## Description of the task
Copy the passage of the Republican National Convention article from "Author: Barbara Palmer" up to and including "the South Lawn.", word for word.

## Supplied text
::::

3 Takeaways from the Republican National Convention

Author: Barbara Palmer       

RNC

The RNC leveraged the power of place with its controversial use of the South Lawn of the White House for the convention.

The 2020 Republican National Convention (RNC), held Aug. 24 to 27, offered event strategists yet another opportunity to see how the organizers of a high-stakes, big-budget event answer the challenges of capturing audience attention and engagement in the post-COVID world.

Unlike the DNC, held Aug. 17-20, the RNC retained some — greatly scaled-down — elements of an in-person convention. That included convening 336 delegates at the Charlotte Convention Center in Charlotte, North Carolina, for the roll call of delegates and other official business, as well as delivering speeches in front of live outdoor audiences in the White House Rose Garden and the South Lawn.

::::

## The data
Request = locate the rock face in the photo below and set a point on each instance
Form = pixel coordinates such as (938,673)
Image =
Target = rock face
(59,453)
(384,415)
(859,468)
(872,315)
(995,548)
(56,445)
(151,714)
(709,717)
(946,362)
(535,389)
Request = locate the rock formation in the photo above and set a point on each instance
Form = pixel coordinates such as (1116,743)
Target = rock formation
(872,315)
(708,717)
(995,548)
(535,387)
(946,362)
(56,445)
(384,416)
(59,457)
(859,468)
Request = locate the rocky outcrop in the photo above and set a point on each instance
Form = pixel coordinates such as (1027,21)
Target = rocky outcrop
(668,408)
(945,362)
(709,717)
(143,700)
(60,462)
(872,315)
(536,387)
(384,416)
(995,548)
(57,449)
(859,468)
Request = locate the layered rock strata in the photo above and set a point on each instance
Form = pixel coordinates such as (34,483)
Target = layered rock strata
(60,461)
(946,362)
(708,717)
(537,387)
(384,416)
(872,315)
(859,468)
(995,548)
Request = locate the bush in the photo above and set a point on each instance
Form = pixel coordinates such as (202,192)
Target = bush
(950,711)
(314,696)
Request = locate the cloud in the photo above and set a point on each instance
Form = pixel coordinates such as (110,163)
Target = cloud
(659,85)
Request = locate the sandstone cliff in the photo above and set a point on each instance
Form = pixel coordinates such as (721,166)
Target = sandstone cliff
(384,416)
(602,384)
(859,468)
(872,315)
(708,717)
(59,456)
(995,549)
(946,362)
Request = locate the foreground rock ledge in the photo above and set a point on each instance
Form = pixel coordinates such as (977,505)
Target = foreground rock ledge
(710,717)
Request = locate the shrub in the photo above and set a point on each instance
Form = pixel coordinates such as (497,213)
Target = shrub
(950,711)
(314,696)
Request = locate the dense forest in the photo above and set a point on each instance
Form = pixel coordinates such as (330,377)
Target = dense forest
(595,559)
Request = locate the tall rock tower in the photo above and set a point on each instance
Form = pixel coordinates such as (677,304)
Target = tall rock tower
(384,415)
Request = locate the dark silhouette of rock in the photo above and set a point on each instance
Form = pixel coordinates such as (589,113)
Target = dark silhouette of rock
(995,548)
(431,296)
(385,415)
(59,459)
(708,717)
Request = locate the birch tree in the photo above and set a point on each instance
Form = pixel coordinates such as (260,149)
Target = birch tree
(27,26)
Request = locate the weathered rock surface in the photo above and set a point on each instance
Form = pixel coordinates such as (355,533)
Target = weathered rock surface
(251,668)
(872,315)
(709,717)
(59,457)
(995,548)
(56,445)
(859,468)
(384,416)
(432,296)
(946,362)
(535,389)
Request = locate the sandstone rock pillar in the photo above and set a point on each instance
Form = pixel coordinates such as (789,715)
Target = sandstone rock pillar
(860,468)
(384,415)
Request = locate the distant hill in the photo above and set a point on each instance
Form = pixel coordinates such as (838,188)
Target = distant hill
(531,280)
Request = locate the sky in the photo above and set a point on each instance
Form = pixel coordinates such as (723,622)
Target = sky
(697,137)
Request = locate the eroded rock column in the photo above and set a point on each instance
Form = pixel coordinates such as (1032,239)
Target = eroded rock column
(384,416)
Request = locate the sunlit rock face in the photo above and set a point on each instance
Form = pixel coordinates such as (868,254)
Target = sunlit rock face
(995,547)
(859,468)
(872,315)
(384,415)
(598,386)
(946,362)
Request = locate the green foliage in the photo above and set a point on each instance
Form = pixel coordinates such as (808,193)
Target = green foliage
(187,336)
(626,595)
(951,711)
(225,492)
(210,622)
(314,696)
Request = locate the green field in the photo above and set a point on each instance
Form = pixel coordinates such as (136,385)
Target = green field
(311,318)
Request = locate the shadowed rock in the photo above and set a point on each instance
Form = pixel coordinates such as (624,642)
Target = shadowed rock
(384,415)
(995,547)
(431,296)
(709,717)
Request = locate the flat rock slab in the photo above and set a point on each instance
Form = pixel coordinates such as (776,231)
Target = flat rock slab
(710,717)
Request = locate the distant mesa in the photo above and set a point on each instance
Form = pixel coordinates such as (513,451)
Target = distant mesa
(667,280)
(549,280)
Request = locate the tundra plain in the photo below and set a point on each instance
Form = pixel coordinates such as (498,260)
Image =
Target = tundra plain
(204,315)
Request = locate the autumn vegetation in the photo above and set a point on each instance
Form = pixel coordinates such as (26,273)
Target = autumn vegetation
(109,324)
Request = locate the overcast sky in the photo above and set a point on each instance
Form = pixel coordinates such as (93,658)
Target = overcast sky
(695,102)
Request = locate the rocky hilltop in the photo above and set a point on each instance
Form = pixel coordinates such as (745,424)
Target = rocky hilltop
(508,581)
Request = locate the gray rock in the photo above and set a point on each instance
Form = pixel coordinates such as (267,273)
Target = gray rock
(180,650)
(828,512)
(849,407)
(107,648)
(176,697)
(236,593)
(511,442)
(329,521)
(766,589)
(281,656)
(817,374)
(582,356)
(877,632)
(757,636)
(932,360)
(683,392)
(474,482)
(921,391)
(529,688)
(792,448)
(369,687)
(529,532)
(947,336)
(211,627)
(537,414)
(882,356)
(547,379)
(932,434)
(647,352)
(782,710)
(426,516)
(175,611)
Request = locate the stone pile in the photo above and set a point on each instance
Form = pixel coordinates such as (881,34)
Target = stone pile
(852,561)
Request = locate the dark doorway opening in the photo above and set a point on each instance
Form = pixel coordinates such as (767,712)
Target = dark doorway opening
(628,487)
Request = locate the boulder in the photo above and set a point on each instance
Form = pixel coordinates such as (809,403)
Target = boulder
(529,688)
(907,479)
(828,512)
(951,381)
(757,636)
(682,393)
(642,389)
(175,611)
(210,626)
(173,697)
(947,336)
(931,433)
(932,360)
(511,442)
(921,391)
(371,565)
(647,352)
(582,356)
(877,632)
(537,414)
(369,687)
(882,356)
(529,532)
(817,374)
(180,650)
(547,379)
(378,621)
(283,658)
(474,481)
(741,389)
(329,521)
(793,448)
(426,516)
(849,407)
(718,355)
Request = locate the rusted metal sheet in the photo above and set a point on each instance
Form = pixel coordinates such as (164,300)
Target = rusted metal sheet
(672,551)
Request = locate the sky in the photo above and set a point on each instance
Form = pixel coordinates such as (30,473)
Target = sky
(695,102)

::::

## Solution
Author: Barbara Palmer       

RNC

The RNC leveraged the power of place with its controversial use of the South Lawn of the White House for the convention.

The 2020 Republican National Convention (RNC), held Aug. 24 to 27, offered event strategists yet another opportunity to see how the organizers of a high-stakes, big-budget event answer the challenges of capturing audience attention and engagement in the post-COVID world.

Unlike the DNC, held Aug. 17-20, the RNC retained some — greatly scaled-down — elements of an in-person convention. That included convening 336 delegates at the Charlotte Convention Center in Charlotte, North Carolina, for the roll call of delegates and other official business, as well as delivering speeches in front of live outdoor audiences in the White House Rose Garden and the South Lawn.